▸ **Extrait de texte**:
Monsieur le Ministre,

Je réponds à votre lettre du 1er octobre au sujet de la proposition de modification de la directive 2003/88 CE concernant certains aspects de l’aménagement du temps de travail, qui pourrait conduire à soustraire du temps de travail les périodes inactives pendant la permanence des soins et constituer ainsi un recul par rapport à la réglementation actuelle.

Vous précisez avec juste raison que la réglementation européenne constitue seulement la base minimale de droit applicable dans chaque Etat, lequel peut toujours adopter des dispositions plus favorables. C’est le cas pour la France qui s’honore à maintenir par son code du travail des dispositions plus élevées que les limites européennes pour préserver la santé et la sécurité des travailleurs.

Concernant le temps de travail des Praticiens Hospitaliers, le dispositif européen a toutefois été intégré dans leur statut sans amendement, avec une borne maximale à 48 heures et l’application d’une dérogation permettant de travailler 24 heures en continu. Un effort supplémentaire a en outre été demandé aux PH, qui s’est concrétisé dans le protocole d’octobre 2001 par lequel les représentations syndicales ont donné leur accord pour le temps de travail additionnel, là aussi dérogatoire, correspondant à l’application particulière en France du dispositif européen dit d’opt-out aux médecins hospitaliers. Enfin, le flou des textes conjugué à l’insuffisance des budgets attribués a conduit de très nombreux établissements à ne pas rémunérer comme il était dû le temps de travail additionnel réalisé par les PH, ce dont votre récent rappel témoigne.

Malgré vos déclarations à la presse faisant par erreur mention d’une durée de travail de 35 heures, on ne peut donc douter de l’attachement des Praticiens Hospitaliers au bon fonctionnement des hôpitaux, de leur implication dans le service public et de la charge de travail considérable qu’ils doivent fournir. Dans ce contexte, l’intervention de la Fédération Hospitalière de France qui a pris une part active dans ce projet de modification de la législation européenne nous paraît particulièrement choquante.

Données extraites d'une collection
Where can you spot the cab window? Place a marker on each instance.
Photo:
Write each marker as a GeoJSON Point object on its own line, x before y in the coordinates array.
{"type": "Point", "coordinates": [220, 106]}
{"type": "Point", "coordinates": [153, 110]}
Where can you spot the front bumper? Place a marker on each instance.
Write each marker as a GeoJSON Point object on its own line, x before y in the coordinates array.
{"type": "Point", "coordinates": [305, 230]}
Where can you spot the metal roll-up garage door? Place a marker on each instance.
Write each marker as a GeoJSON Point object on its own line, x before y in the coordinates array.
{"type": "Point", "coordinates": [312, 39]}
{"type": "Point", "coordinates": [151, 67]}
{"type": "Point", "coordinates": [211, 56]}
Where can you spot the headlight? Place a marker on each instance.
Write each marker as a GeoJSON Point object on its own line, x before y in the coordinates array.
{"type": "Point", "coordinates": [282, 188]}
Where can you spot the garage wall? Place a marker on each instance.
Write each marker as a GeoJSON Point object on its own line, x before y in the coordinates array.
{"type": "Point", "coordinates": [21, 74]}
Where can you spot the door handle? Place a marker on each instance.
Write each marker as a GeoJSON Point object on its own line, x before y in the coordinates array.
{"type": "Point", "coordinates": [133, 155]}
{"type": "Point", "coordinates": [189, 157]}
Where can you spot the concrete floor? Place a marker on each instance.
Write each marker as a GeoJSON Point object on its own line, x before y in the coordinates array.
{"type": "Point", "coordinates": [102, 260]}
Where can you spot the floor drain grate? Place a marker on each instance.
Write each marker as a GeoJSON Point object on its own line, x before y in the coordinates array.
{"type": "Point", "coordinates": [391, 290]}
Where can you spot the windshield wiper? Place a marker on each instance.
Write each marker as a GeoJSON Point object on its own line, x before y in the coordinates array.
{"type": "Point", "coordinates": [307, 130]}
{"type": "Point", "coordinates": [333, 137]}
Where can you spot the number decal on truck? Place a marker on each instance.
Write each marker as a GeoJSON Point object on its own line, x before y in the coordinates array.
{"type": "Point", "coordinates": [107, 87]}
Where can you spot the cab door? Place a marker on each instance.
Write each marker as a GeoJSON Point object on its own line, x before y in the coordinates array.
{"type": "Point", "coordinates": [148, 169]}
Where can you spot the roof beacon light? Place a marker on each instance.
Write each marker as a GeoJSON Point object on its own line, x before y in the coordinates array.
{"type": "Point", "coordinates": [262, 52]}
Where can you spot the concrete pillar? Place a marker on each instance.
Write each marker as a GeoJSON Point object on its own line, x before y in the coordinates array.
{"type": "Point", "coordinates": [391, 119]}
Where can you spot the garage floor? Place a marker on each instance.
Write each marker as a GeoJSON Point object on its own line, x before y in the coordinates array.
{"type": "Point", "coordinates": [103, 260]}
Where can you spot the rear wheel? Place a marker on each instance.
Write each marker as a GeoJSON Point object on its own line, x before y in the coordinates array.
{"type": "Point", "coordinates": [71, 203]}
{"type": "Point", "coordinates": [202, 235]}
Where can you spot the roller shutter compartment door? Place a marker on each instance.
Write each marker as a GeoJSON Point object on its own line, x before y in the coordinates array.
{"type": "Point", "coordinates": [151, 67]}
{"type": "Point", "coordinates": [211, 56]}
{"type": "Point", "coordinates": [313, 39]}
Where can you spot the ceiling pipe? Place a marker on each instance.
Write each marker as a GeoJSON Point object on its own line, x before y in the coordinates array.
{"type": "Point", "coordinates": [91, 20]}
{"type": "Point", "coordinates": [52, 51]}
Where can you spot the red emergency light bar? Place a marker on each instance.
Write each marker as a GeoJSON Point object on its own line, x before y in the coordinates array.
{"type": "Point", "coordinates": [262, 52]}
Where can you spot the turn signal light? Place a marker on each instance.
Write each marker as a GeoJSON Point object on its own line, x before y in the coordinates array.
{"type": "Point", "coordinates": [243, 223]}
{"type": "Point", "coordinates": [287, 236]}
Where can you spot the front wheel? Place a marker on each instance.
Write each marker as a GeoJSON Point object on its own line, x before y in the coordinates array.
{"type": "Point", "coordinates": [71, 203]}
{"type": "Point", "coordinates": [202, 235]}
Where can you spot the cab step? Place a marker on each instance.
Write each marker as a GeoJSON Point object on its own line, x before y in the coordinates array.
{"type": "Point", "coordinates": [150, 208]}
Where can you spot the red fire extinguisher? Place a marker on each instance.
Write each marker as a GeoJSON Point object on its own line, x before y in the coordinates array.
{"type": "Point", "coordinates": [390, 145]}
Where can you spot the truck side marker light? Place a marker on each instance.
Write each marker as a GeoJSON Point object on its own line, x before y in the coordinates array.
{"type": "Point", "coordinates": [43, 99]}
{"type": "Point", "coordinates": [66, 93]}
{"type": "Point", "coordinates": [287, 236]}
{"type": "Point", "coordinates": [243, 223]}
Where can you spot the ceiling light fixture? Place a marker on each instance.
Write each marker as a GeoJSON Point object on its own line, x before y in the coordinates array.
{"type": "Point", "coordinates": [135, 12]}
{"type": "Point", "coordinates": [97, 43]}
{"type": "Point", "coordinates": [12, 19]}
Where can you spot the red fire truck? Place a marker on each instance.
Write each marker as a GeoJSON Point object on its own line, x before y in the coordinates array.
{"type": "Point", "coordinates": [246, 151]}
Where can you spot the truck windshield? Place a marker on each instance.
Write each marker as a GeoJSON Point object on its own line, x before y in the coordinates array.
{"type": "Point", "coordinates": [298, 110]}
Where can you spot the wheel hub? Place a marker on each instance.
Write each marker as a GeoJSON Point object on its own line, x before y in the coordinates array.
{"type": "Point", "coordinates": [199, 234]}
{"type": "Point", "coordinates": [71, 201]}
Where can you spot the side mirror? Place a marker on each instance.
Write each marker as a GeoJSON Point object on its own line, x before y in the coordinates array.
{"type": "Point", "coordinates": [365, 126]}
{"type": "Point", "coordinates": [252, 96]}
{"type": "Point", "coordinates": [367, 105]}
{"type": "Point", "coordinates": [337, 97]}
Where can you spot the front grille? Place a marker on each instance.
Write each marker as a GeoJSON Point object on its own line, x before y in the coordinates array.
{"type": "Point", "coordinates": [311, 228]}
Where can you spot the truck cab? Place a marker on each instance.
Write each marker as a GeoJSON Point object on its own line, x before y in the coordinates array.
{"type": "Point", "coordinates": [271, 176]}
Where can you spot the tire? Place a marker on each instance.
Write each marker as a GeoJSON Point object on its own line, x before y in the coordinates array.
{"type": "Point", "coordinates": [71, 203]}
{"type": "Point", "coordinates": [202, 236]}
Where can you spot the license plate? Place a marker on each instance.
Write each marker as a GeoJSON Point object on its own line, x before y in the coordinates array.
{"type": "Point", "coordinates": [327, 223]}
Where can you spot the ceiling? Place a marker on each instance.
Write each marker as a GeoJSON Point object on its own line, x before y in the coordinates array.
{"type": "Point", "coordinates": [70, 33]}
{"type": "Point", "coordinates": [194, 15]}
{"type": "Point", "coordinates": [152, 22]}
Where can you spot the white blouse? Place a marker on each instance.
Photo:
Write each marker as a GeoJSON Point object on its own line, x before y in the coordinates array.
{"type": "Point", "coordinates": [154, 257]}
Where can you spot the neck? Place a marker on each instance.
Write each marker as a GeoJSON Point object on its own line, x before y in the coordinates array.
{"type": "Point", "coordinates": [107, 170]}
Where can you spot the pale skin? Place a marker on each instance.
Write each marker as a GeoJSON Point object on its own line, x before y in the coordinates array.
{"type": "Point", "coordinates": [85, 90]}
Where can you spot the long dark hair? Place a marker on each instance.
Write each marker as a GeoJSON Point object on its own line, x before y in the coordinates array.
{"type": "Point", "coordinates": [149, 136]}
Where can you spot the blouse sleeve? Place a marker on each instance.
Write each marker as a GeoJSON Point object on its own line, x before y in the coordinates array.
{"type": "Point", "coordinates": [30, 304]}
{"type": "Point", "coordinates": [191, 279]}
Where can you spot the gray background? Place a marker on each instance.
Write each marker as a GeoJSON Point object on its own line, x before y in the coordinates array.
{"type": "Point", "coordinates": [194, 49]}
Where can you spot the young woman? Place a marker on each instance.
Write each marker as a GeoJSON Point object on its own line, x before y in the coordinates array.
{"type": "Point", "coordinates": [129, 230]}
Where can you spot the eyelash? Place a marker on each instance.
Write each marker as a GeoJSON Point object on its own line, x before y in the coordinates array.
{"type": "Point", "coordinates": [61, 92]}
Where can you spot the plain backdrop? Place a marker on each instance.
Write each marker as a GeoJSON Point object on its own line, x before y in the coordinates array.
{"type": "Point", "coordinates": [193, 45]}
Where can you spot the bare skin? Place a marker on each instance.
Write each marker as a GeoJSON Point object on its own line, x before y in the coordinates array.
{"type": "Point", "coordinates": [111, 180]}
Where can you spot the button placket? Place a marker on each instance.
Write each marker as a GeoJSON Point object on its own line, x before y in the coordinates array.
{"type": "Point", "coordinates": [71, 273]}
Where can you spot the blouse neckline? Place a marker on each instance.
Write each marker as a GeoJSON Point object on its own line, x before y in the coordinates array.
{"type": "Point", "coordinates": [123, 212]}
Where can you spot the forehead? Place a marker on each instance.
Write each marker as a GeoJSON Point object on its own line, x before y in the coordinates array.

--

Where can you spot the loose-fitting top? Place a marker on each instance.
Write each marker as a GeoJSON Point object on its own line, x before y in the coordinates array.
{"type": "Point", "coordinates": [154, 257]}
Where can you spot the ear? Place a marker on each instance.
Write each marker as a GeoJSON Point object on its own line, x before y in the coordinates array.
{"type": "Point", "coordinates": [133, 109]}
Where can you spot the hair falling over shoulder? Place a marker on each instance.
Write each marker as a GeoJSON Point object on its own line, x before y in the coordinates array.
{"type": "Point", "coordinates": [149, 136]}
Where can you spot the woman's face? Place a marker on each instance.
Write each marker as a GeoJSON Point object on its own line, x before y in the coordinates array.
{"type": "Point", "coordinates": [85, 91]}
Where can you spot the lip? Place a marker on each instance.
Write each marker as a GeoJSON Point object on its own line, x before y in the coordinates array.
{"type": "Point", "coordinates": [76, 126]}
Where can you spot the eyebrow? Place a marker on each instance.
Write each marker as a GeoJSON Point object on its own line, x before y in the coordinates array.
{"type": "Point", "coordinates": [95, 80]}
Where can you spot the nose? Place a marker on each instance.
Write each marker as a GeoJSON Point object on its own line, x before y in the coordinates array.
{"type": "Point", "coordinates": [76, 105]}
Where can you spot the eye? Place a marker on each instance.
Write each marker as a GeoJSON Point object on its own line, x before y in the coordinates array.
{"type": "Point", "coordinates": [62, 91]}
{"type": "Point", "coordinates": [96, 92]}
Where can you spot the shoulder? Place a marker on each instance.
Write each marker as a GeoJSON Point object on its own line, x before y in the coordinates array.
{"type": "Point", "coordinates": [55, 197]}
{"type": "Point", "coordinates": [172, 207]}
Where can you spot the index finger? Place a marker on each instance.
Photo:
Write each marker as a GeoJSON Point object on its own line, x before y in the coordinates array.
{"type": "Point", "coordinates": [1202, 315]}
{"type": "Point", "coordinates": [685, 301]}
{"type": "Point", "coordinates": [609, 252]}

...

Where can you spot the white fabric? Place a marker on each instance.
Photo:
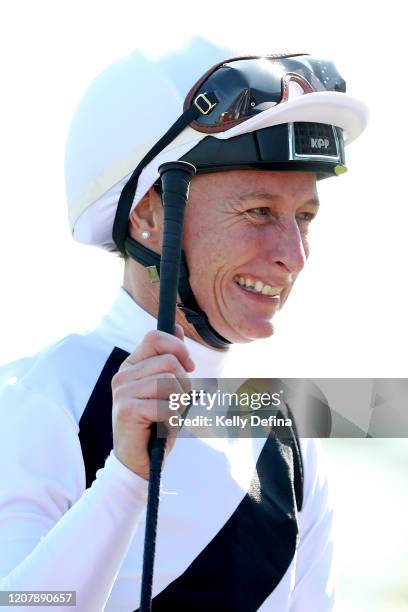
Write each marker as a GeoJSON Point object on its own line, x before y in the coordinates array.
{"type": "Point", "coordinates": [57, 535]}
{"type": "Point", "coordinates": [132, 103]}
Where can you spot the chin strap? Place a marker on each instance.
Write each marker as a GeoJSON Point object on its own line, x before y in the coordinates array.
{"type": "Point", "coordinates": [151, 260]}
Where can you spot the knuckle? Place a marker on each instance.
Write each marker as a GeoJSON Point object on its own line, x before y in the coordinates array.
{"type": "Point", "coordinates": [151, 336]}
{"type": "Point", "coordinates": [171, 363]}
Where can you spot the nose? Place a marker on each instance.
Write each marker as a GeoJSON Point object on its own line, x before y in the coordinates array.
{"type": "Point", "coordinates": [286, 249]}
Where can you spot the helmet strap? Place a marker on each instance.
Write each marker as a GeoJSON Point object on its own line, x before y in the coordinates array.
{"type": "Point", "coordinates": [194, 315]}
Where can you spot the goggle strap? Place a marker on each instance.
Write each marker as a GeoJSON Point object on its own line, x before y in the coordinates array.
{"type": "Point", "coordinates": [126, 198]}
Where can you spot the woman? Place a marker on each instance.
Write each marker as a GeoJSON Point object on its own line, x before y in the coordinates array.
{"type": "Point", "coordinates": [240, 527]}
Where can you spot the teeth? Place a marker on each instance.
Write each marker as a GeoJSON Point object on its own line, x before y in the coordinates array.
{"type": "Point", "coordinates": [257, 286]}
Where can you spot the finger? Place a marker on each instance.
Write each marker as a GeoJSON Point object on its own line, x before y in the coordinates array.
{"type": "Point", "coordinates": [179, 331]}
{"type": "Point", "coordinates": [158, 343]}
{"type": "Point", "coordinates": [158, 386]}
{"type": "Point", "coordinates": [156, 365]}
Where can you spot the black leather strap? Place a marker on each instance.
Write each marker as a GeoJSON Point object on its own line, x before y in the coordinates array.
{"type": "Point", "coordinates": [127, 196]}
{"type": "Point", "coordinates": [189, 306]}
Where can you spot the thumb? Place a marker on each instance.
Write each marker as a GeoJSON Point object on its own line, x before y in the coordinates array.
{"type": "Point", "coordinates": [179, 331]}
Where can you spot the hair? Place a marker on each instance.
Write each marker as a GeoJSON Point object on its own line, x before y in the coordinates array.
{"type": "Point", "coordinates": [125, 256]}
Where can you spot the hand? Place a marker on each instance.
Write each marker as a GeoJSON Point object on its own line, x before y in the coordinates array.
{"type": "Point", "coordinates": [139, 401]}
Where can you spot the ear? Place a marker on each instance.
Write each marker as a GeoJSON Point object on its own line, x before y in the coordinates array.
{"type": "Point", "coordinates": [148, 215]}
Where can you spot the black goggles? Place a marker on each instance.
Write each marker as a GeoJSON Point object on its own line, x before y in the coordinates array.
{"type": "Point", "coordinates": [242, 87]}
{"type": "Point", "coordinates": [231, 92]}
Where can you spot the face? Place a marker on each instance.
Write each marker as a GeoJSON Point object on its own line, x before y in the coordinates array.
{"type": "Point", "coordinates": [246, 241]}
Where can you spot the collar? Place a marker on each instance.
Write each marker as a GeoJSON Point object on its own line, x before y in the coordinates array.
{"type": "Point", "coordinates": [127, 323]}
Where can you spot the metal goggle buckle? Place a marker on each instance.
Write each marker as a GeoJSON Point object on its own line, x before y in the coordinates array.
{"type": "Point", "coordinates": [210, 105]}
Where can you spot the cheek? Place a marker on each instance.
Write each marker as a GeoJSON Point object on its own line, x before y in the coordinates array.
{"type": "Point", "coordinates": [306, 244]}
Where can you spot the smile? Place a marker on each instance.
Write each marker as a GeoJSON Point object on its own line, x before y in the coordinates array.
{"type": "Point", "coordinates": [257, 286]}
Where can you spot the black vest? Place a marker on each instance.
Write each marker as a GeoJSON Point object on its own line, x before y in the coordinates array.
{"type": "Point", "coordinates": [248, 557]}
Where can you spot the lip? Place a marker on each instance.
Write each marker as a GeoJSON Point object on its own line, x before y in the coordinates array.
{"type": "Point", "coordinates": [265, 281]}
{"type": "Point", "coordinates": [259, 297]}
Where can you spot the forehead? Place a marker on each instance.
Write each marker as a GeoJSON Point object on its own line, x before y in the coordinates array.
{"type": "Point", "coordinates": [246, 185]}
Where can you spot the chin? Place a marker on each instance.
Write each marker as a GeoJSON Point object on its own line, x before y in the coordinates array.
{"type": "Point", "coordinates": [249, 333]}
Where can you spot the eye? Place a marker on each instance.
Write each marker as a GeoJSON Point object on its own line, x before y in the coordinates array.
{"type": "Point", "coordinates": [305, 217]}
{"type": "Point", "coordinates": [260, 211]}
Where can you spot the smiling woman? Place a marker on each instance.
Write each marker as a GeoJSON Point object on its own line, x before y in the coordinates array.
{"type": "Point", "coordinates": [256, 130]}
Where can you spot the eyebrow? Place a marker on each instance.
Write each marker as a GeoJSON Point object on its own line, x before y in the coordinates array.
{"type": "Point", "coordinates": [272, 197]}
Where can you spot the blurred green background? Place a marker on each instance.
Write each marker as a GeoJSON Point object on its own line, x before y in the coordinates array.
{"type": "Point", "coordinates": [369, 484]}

▸ **Travail demandé**:
Pouvez-vous citer intégralement, mot pour mot, la lettre sur le temps de travail des praticiens hospitaliers ?

▸ **Corrigé**:
Monsieur le Ministre,

Je réponds à votre lettre du 1er octobre au sujet de la proposition de modification de la directive 2003/88 CE concernant certains aspects de l’aménagement du temps de travail, qui pourrait conduire à soustraire du temps de travail les périodes inactives pendant la permanence des soins et constituer ainsi un recul par rapport à la réglementation actuelle.

Vous précisez avec juste raison que la réglementation européenne constitue seulement la base minimale de droit applicable dans chaque Etat, lequel peut toujours adopter des dispositions plus favorables. C’est le cas pour la France qui s’honore à maintenir par son code du travail des dispositions plus élevées que les limites européennes pour préserver la santé et la sécurité des travailleurs.

Concernant le temps de travail des Praticiens Hospitaliers, le dispositif européen a toutefois été intégré dans leur statut sans amendement, avec une borne maximale à 48 heures et l’application d’une dérogation permettant de travailler 24 heures en continu. Un effort supplémentaire a en outre été demandé aux PH, qui s’est concrétisé dans le protocole d’octobre 2001 par lequel les représentations syndicales ont donné leur accord pour le temps de travail additionnel, là aussi dérogatoire, correspondant à l’application particulière en France du dispositif européen dit d’opt-out aux médecins hospitaliers. Enfin, le flou des textes conjugué à l’insuffisance des budgets attribués a conduit de très nombreux établissements à ne pas rémunérer comme il était dû le temps de travail additionnel réalisé par les PH, ce dont votre récent rappel témoigne.

Malgré vos déclarations à la presse faisant par erreur mention d’une durée de travail de 35 heures, on ne peut donc douter de l’attachement des Praticiens Hospitaliers au bon fonctionnement des hôpitaux, de leur implication dans le service public et de la charge de travail considérable qu’ils doivent fournir. Dans ce contexte, l’intervention de la Fédération Hospitalière de France qui a pris une part active dans ce projet de modification de la législation européenne nous paraît particulièrement choquante.